• **Object pointing dataset rows**:
----
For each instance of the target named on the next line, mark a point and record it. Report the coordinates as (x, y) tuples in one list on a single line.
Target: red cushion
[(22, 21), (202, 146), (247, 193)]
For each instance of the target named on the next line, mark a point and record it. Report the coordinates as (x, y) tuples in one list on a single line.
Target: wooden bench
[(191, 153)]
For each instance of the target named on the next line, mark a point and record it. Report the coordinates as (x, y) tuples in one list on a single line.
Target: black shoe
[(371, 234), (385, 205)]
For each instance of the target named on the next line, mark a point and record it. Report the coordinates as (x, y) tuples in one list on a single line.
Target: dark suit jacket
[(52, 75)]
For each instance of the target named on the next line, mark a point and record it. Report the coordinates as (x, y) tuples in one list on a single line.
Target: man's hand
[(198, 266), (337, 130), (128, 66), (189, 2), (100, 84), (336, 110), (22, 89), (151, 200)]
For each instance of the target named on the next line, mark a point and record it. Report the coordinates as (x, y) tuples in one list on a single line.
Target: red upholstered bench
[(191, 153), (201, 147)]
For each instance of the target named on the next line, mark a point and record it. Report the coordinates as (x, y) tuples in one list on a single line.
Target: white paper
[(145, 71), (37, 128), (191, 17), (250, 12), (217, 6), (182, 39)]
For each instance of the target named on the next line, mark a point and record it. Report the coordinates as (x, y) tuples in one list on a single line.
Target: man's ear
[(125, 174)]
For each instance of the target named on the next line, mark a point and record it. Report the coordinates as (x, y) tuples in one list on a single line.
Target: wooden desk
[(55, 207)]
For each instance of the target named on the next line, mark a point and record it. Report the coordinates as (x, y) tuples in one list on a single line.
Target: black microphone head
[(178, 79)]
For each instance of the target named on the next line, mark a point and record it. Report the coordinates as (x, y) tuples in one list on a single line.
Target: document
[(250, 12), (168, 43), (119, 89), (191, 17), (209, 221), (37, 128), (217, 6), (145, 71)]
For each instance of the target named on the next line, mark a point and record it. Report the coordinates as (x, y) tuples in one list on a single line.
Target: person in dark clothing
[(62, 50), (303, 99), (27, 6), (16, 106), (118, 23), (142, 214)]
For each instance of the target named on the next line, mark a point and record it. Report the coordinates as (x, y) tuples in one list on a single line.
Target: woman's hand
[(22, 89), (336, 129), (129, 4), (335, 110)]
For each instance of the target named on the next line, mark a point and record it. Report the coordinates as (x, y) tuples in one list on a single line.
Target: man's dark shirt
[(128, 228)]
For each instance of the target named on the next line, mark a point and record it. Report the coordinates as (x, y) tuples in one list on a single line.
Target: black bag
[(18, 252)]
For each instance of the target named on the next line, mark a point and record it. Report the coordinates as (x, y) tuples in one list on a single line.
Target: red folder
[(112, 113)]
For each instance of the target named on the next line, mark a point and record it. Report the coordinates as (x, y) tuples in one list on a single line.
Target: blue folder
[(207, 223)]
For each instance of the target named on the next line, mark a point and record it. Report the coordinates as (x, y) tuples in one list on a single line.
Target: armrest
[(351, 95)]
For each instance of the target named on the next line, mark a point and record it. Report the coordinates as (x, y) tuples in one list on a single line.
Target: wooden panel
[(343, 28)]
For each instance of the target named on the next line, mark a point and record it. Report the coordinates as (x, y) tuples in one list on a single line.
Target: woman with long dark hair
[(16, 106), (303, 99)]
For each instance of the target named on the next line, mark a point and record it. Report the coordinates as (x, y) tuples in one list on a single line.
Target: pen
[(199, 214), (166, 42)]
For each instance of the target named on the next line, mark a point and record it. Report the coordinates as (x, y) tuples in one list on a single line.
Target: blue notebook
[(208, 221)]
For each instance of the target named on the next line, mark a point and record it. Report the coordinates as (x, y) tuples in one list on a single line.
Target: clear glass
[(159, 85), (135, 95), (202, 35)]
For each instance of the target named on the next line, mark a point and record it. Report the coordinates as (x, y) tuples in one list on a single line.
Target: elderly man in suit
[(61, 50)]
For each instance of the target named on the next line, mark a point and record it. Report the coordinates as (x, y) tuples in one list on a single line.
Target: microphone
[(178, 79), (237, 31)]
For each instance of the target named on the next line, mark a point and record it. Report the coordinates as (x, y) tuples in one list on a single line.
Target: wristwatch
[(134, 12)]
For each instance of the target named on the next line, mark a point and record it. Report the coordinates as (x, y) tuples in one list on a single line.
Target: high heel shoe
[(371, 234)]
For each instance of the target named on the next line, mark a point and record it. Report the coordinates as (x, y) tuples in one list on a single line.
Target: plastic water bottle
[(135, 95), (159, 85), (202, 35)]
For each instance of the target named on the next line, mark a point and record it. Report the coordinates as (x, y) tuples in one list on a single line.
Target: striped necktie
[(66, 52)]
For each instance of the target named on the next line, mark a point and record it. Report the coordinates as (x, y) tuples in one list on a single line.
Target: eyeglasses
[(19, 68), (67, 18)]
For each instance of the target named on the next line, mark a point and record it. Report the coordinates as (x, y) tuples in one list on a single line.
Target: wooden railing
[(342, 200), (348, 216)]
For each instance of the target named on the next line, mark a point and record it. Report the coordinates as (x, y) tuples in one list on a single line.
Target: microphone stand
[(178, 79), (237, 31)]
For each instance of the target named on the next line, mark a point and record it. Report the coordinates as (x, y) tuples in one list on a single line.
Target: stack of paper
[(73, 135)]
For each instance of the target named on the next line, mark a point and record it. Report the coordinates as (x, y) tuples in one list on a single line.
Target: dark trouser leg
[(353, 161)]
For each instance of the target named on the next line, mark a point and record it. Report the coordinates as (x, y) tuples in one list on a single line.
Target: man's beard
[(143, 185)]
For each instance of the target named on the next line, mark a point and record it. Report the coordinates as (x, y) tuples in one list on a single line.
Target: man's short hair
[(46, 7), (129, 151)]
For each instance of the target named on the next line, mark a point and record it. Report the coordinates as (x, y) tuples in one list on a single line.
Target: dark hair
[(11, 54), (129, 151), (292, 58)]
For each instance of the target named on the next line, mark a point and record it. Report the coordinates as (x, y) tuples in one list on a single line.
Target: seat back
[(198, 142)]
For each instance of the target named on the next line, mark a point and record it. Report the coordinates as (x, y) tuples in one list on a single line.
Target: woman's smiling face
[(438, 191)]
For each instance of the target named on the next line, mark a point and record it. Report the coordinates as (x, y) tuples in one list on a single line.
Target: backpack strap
----
• **Exercise task**: Write out every entry again, keeping each line exactly the same.

• **Full output**:
For each instance of the target named on the next line, mark a point and record it. Report the coordinates as (x, y) tuples in one list on a single line.
Target: red cushion
[(22, 21), (202, 146), (247, 193)]
For each instance of the target named on the next line, mark a point and record it. Report the coordinates as (x, y) tuples in one list on a single line.
Target: wooden bench
[(191, 153)]
For each instance of the target named on the next line, mark a point and record it. Report the coordinates as (x, y) tuples in one list on a single line.
Target: black shoe
[(371, 234), (385, 205)]
For each instance of the target named on the next line, mark a point and record it. Report the coordinates as (x, y) tuples in one list on a single line.
Target: dark suit jacket
[(52, 75)]
For each instance of the target named on the next line, mark a point and record it. Report the coordinates as (x, y) tuples in one list on a single line.
Target: man's hand
[(198, 266), (337, 130), (128, 66), (189, 2), (100, 84), (336, 110), (22, 89), (151, 200)]
For each instance of the target named on the next line, mark a point and record it. Report the coordinates as (x, y) tuples in one list on a single line.
Target: red upholstered bench
[(191, 153), (201, 147)]
For each instance of the target named on the next line, mark a point and record it. Report the coordinates as (x, y) tuples in one list on a single line.
Target: white paper
[(145, 71), (37, 128), (191, 17), (250, 12), (217, 6), (182, 39)]
For each instance of the target named on the next line, mark a point and record it. Report the coordinates as (x, y) tuples in one list on a single line.
Target: man's ear
[(125, 174)]
For each instance of the target named on the next line, mark a point and record it. Report the coordinates as (x, y) tuples in one list on a single line.
Target: wooden desk
[(55, 207)]
For each instance of the target named on the next line, mark a point and record it. Report the coordinates as (x, y) tuples in one list on a single line.
Target: black microphone head
[(178, 79)]
For each instance of the target named on the next line, mark a point and record it. Report the coordinates as (x, y) tuples in one list on a single line.
Target: document
[(250, 12), (168, 43), (119, 89), (191, 17), (209, 221), (37, 128), (217, 6), (145, 71)]
For each instance of the target named on the next line, mark a point and record it. Report the coordinates as (x, y) tuples in one list on a single line.
Target: person in dark clothing
[(62, 50), (303, 99), (27, 6), (16, 106), (118, 23), (142, 214)]
For each instance of the target named on the next line, mark a point and record it. Report the coordinates as (x, y) tuples in one list on a single line.
Target: woman's hand
[(22, 89), (336, 129), (129, 4), (335, 110)]
For each instance of the target named on the next line, mark a point and record it. Report the coordinates as (x, y) tuples in one list on a single line.
Target: man's dark shirt
[(128, 228)]
For each instance of the target named on the next line, mark a point and record it. Report the coordinates as (x, y) tuples in one list on a single line.
Target: black bag
[(18, 252)]
For each instance of the target named on the next line, mark a point and record it. Report the coordinates as (x, y) tuples in one list on a single line.
Target: red folder
[(112, 113)]
For each instance of the target named on the next line, mark a point and record it. Report the coordinates as (x, y) tuples in one list on a single line.
Target: blue folder
[(207, 223)]
For each instance of the target named on the next line, mark a point and record it. Report the coordinates as (x, y) tuples in one list on a single line.
Target: armrest
[(351, 95)]
For each instance of the target named on the next line, mark a point and record it. Report the coordinates as (x, y) tuples in one list on a single line.
Target: wooden panel
[(343, 28)]
For each instance of the target named on the next line, mark a point and record it. Report the coordinates as (x, y) tuples in one list on a single line.
Target: woman with long dark hair
[(16, 106), (303, 99)]
For each instance of the target named on the next line, mark a point and record it. Report the coordinates as (x, y) tuples in one list on a single line.
Target: pen
[(199, 214), (166, 42)]
For each instance of the target named on the next line, mark a point and record it. Report the coordinates as (x, y) tuples in one list on a single line.
Target: blue notebook
[(208, 221)]
For each instance of the target named on the next line, mark a point and record it. Report the coordinates as (x, y) tuples in one list on a single line.
Target: clear glass
[(159, 85), (135, 95), (202, 35)]
For each instance of the target named on the next line, mark a point and record it. Report the coordinates as (x, y) tuples in one list on a single line.
Target: elderly man in suit
[(61, 50)]
For each instance of the target named on the next line, mark a point and record it. Report the coordinates as (x, y) tuples in one list on a single line.
Target: microphone
[(178, 79), (237, 31)]
For each instance of the target named on the next line, mark a point and record it. Report the coordinates as (x, y) tuples in one list on a single line.
Target: wristwatch
[(134, 12)]
For each instance of the target named on the next line, mark a point and record it. Report the coordinates as (x, y) tuples in one list on a single line.
Target: high heel shoe
[(371, 234)]
For each instance of the target named on the next line, mark a point and record it. Report the coordinates as (x, y) tuples in one list on a single line.
Target: plastic water bottle
[(135, 95), (159, 85), (202, 35)]
For each instance of the target named on the next line, mark a point and record it. Report the coordinates as (x, y) tuples in one list on a single line.
Target: striped necktie
[(66, 52)]
For each instance of the target named on the next line, mark a point and record it. Report the coordinates as (x, y) tuples in one list on a single line.
Target: eyeglasses
[(19, 68), (67, 18)]
For each instance of the target named on the next line, mark a point and record it. Report the coordinates as (x, y) tuples in one list on a single line.
Target: wooden railing
[(342, 200), (348, 216)]
For each instance of the target named on the next line, mark a point and record it. Report the coordinates as (x, y) tuples in one list on a single line.
Target: microphone stand
[(178, 79), (237, 31)]
For each instance of the target named on the next line, mark a point and record it. Report the coordinates as (x, y) tuples in one list on a single line.
Target: stack of paper
[(73, 135)]
For each instance of the target named on the next line, mark a point and record it. Report the coordinates as (x, y) tuples in one list on a single line.
Target: dark trouser leg
[(353, 161)]
For each instance of the target named on the next line, mark a point and record it. Report the coordinates as (x, y) tuples in one list on a single line.
Target: man's beard
[(143, 185)]
For each instance of the target named on the next line, mark a point and record it. Report the coordinates as (x, y) tuples in one list on a single line.
Target: man's short hair
[(46, 7), (129, 151)]
For each instance of the target named on the next line, mark a point and record it. Report the coordinates as (x, y) tuples in one list on a single line.
Target: dark hair
[(11, 54), (129, 151), (292, 58)]
For each instance of the target named on the next line, mark a point and record it. Report the coordinates as (x, y) tuples in one list on a single line.
Target: seat back
[(198, 142)]
For each instance of the target named on the next line, mark a point and record it. Report the coordinates as (x, y) tuples in one list on a single line.
Target: woman's smiling face
[(438, 191)]
For each instance of the target named on the next line, mark a point and record it. Report the coordinates as (x, y) tuples in one list on a single line.
Target: backpack strap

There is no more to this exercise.